** BEGIN Extract provided **
Error characterization and mitigation: Errors are categorized as SPAM, statistical, and systematic. SPAM errors are mitigated via calibration and filtering using Qiskit Ignis measurement mitigation. Statistical errors are reduced by using the maximum shots per circuit and repeated runs (with caution to avoid drift-induced systematics). A simple noise model assumes that with probability p the system jumps to a random state and remains there, modeled as ρ=(1−p)ρs+p I/8. Since the 8th basis state does not participate in the dynamics for seven-site models, its population serves as a noise proxy. Mitigation subtracts counts from site 8 uniformly across all sites and renormalizes, and performance is quantified by an accuracy metric A^2=(1/N)∑(yi−f(xi))^2−σi^2 relative to classical simulations.
Benchmark problems:
- Linear ordered 7-site chain: H=∑n |n⟩⟨n+1|+h.a., with zero site energies and unit nearest-neighbor coupling. Dynamics discretized into 75 time points; each point averages three jobs of 8192 shots on ibmq_santiago.
- FMO complex: 7×7 Hamiltonian (in cm−1 units, shifted so the receptor site energy is 0) as given in Eq. (10). Initial state is an equal superposition of sites 1 and 6. Site populations are measured over time on ibmq_santiago and compared with classical and QASM simulations.
Key Findings
- Three-qubit unitary synthesis: Using a modified Khaneja–Glaser Cartan decomposition for su(8), the authors implement arbitrary 3-qubit unitaries with at most 73 single-qubit rotations and 26 CNOTs prior to device-specific transpilation, providing an exact (non-Trotterized) mapping of U(t) for three-qubit subsystems.
- Hardware execution: On ibmq_santiago (QV=32), transpilation for line connectivity increased CNOT count from 26 to 38. Typical error rates were ~6.5% (CNOT) and ~0.25% (1Q). Estimated circuit fidelity ~76% (ibmq_santiago) and ~69% (ibmqx2), though results are reported from ibmq_santiago due to large systematics on ibmqx2.
- Linear chain dynamics: Experimental populations show a propagating excitation reflecting at boundaries, consistent with classical and QASM simulations. Noise-mitigated data achieved a standard deviation from classical predictions of ~0.06. A recurrent systematic anomaly (a bump at site 1 around t≈4.5 a.u.) suggests device-specific systematic error.
- FMO dynamics: Populations show slight delocalization, with sites 3, 4, and 7 negligibly populated, consistent with the large energy mismatches and weaker couplings. Compared to the linear chain, deviations from classical curves are larger, indicating the simple noise model’s limitations for fully connected Hamiltonians; overestimation of peaks at sites 1 and 2 and underestimation at site 6 were observed.
** END Extract provided **
** BEGIN Dataset **
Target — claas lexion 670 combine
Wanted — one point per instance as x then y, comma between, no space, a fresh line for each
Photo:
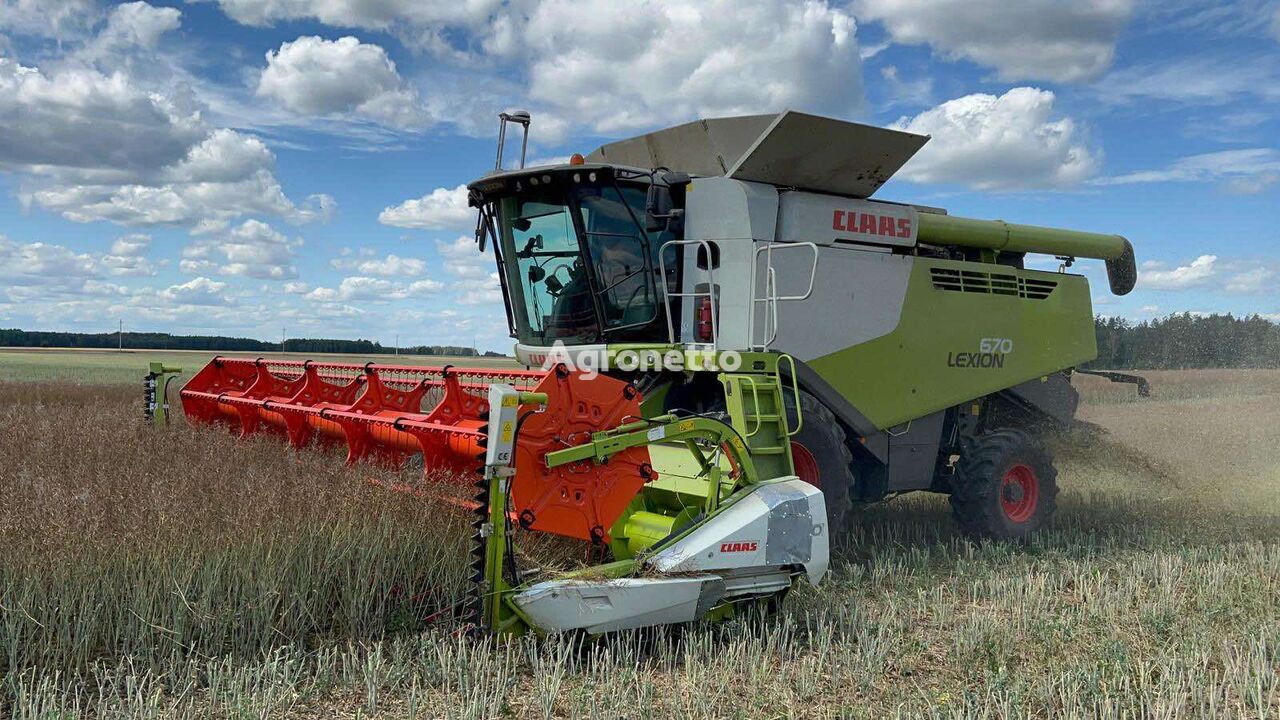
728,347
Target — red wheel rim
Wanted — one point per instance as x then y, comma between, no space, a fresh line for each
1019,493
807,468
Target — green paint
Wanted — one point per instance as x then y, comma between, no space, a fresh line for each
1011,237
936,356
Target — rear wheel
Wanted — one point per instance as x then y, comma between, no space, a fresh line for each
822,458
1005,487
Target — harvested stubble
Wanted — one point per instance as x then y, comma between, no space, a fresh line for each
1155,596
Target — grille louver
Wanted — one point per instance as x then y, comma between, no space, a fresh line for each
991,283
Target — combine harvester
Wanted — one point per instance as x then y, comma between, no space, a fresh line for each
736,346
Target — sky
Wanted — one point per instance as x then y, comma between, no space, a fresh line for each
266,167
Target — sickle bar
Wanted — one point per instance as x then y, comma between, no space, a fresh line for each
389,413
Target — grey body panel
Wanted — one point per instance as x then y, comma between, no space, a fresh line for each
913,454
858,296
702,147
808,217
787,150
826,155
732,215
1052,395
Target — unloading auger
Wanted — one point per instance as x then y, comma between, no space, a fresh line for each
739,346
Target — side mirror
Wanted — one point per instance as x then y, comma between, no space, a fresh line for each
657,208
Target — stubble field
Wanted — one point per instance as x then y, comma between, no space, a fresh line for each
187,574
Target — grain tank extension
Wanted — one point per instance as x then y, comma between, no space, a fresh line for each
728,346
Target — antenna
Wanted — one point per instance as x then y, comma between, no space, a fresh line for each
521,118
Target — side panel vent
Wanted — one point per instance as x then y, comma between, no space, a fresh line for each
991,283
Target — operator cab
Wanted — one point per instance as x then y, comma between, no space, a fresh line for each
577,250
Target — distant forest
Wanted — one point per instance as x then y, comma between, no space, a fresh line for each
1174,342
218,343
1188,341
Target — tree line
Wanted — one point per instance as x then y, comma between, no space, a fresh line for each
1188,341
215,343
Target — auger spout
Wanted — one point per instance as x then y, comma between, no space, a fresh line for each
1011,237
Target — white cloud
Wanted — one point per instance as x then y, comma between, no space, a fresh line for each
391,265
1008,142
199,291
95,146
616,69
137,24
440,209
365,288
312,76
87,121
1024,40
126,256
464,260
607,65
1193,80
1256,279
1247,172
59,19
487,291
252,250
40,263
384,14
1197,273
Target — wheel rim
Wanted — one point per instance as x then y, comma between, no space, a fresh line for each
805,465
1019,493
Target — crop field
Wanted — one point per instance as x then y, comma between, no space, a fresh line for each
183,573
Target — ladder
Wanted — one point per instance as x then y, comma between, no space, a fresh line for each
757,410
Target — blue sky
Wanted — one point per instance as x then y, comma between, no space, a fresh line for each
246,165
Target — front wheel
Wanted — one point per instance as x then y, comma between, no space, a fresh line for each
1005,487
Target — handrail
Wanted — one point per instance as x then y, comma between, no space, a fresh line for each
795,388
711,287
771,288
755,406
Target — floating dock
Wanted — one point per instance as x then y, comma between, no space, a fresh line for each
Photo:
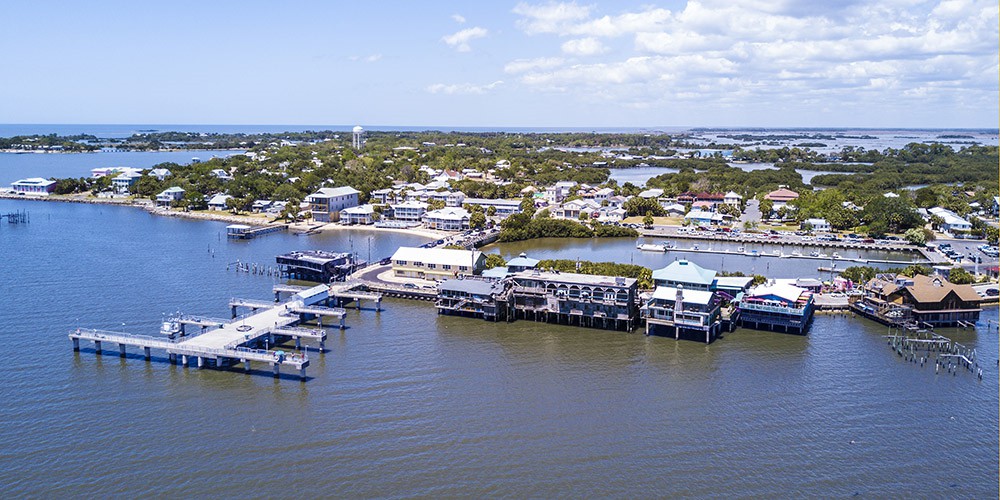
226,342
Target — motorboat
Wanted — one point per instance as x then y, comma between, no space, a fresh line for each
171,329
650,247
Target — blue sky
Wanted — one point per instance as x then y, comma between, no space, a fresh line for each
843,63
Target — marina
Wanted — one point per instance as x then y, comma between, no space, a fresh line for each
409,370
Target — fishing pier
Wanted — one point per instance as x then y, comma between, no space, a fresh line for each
** END Dataset **
### Written task 1:
In the extract on quantum simulation of site dynamics, set down word for word the part that opens with the words containing "- Linear chain" and closes with "device-specific systematic error.".
### Written task 2:
Summarize the extract on quantum simulation of site dynamics in two sentences.

### Right answer 1:
- Linear chain dynamics: Experimental populations show a propagating excitation reflecting at boundaries, consistent with classical and QASM simulations. Noise-mitigated data achieved a standard deviation from classical predictions of ~0.06. A recurrent systematic anomaly (a bump at site 1 around t≈4.5 a.u.) suggests device-specific systematic error.

### Right answer 2:
The extract explains how SPAM, statistical, and systematic errors are mitigated, using the population of the unused eighth basis state as a noise proxy, and it tests a linear 7-site chain and the FMO complex on ibmq_santiago. Arbitrary three-qubit unitaries were implemented with at most 73 single-qubit rotations and 26 CNOTs, and the chain results matched classical predictions with a standard deviation of about 0.06, while the larger FMO deviations showed the limits of the simple noise model for fully connected Hamiltonians.